═════ Source records

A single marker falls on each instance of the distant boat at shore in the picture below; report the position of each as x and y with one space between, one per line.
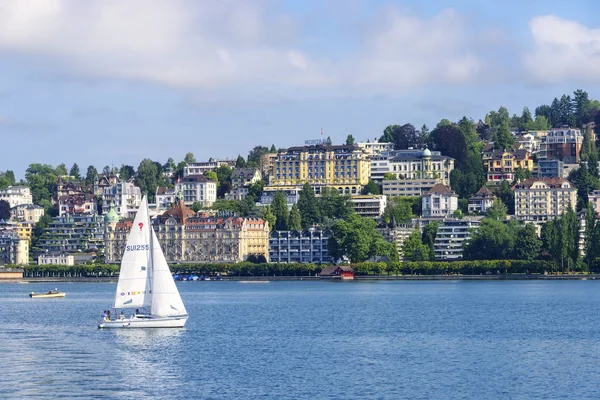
50 294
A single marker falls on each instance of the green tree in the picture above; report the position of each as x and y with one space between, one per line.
280 210
528 244
189 158
526 119
255 156
503 140
398 211
42 180
255 190
333 205
428 237
357 238
74 172
61 170
308 206
126 172
497 211
494 240
371 188
224 178
146 178
403 136
413 248
295 220
212 175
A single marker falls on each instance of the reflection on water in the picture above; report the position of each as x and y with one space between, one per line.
292 340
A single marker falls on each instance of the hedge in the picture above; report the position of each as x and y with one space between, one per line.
296 269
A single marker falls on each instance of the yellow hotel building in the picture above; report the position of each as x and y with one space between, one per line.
346 168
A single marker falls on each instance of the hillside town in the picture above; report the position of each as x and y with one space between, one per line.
520 187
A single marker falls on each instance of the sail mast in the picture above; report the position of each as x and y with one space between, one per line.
151 274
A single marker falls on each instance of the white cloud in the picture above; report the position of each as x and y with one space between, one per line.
214 44
563 50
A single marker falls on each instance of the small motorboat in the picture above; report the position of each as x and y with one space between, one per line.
51 293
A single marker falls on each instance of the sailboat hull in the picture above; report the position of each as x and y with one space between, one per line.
149 322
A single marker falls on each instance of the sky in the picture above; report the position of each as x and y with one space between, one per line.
111 82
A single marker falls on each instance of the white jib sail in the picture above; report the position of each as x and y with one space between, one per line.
134 289
166 301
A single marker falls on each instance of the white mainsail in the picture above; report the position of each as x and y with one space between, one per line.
166 301
134 289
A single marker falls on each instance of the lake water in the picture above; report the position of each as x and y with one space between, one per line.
311 340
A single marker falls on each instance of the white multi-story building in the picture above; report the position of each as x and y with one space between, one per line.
375 147
16 195
56 259
371 206
197 188
412 164
244 177
562 144
125 197
13 249
408 187
79 204
541 199
451 236
27 213
309 246
439 202
481 201
292 195
199 168
165 197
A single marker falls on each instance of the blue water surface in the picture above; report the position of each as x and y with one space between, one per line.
311 340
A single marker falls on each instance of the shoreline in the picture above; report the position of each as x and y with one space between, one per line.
499 277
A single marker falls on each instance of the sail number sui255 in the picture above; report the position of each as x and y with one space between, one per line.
137 247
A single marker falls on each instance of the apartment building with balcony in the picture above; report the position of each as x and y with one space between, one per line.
16 195
481 201
542 199
562 144
370 206
375 147
197 188
408 187
27 213
73 234
412 165
308 246
502 165
439 202
13 249
199 168
125 197
452 235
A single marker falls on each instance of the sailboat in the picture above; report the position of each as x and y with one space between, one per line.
145 282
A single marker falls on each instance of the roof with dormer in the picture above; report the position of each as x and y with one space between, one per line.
483 194
179 211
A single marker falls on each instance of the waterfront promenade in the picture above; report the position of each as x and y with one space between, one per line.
491 277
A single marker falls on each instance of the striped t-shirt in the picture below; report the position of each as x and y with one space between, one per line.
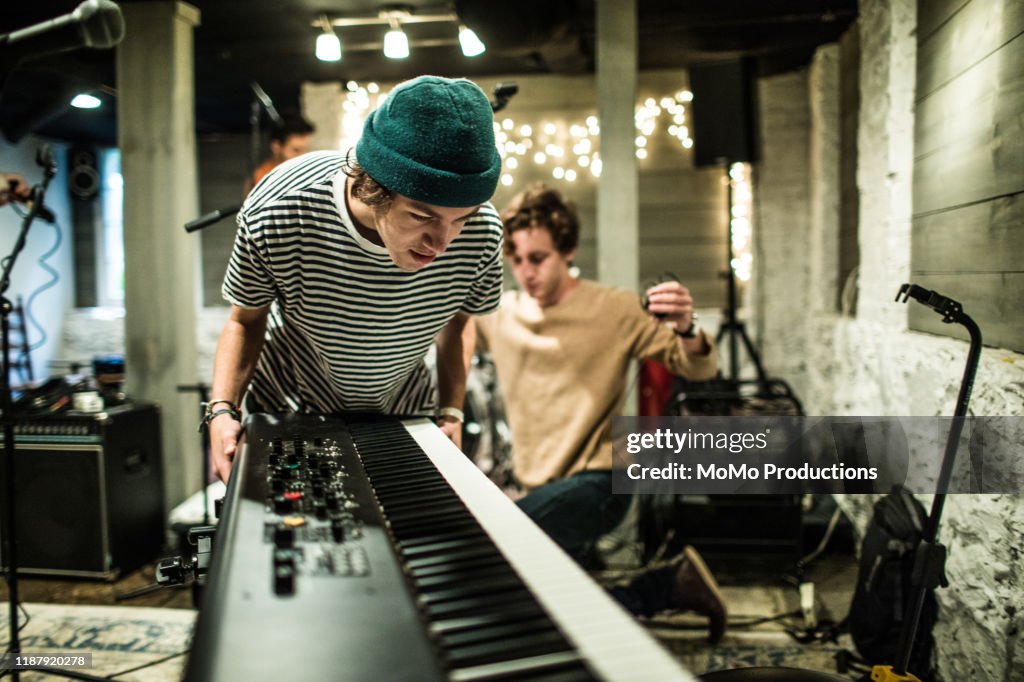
348 330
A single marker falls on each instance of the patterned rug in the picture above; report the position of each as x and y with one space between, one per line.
765 644
128 642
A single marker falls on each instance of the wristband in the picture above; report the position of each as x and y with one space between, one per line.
209 405
210 416
691 331
454 413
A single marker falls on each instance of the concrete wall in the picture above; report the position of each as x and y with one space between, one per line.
870 364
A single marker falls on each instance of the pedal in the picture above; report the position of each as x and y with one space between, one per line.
807 605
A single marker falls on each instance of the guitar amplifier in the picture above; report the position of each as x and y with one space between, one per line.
89 492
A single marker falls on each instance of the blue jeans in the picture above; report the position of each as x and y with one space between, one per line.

══════════

## Work instruction:
Could you repeat all of the entries exactly, without the pictures?

## Final answer:
A single marker falls on each instance of the distant boat at shore in the picture below; report the position of each as x and y with one space between, one per line.
50 294
A single marker falls on each instance of the green tree in the picture above; report the position of each as x and y with one space between, one per line.
280 210
528 244
189 158
526 119
255 156
503 140
398 211
42 180
255 190
333 205
428 237
357 238
74 172
61 170
308 206
126 172
497 211
494 240
371 188
224 178
146 178
403 136
413 248
295 220
212 175
A single marker falls on each instance of the reflection on water in the picture above; report the position of each as x and y with one space between, one per line.
292 340
A single marker falls on each instance of the hedge in the picture above; report the position of each as x and y with one space between, one per line.
296 269
A single marker falls on each instance of the yellow hotel building in the picture above; report the position of each as x and y with one space between, one per line.
346 168
A single marker falls on each instance of the hillside town in the picture above; report the position of each as x and y with one space between, one per line.
520 187
A single marker falls on each instance of the sail mast in the picture above; report the position of each as x and y with one space between, one per line.
151 274
A single marker falls on each instance of the white cloud in the picture above; report the position of each as x and y with one space between, one per line.
214 44
563 50
A single marker falls on each instance of the small motorboat in the picture above; report the position of each as x and y with one space between, one per line.
51 293
A single marker falls on each instance of the sailboat hull in the picture above; report the position of each as x and y with one space between, one per line.
149 322
A single marker falls on each instance of the sky in the picture above; report the position of each as x and y with one space between, one per line.
111 82
A single marker falls on each instance of the white jib sail in the picture above; report the position of each as x and y with one space between, one per line.
134 289
166 301
A single marker falls on each instance of the white mainsail in the picture above; report the position of each as x and y with one space between, one per line.
166 301
134 289
A single marker falls on each instance of the lake water in the picture above; report the position of each as x and y with one space between, one per line.
311 340
A single marker falls on each instance of the white multi-story building in the picture above; report the position of each as x and y with one space between, one per line.
375 147
16 195
56 259
371 206
197 188
412 164
244 177
562 144
125 197
13 249
408 187
79 204
541 199
451 236
27 213
309 246
439 202
481 201
292 195
199 168
165 197
A single marker falls on each instance of the blue water surface in the picture above; report the position of each as x and y with one space between, one per line.
311 340
A single marker falls on each instance of the shoreline in the picture above; report the position of each as x and y with one space between, one per line.
499 277
A single marker falls on each instance of the sail number sui255 in the picture above; report the position of each as x and y with one space between, one per line.
137 247
A single marker falls on each instance of the apartment building with balcony in the picture above; report the position of each as x and y with one space between, one per line.
16 195
481 201
542 199
562 144
370 206
375 147
197 188
408 187
27 213
73 234
412 165
308 246
502 165
439 202
13 249
199 168
125 197
452 235
A single marker falls on each instance of the sailboat in the picture above; report the position of each as x and y with one space between, one per line.
145 282
A single marker falls on each instance of the roof with dormer in the picture above; report the position of each as x and y with one space between, one per line.
483 194
179 211
A single marker falls on each instance of the waterfront promenade in the picture above; report the position of each as x and y with one space between, one per line.
491 277
A single marker falls on each instance of the striped t-shirt in the picture below; report the position of each as x and y with one space between, one per line.
348 330
A single marker falls on each instance of the patterned rug in the picture above; report the position of each as x and y with one space between, one per line.
765 644
128 642
A single marker falls on each instance of the wristband in the picture above; report the position of each as x and y with one space between, one per line.
209 405
210 416
691 331
454 413
A single marker falls on each instance of the concrete wall in the picture above; report the position of each as x and y with one space between, one per line.
870 364
A single marker falls on each instance of the pedal in the picture above; report the position of each as x and y with one space between, one per line.
807 605
A single marker falls on each instance of the guitar amplifier in the picture above; report the position of each as x and y with one space between, one per line.
89 492
A single marker falls on each instance of the blue jeans in the picture above; report the position of each as x and y with one space between, one per line.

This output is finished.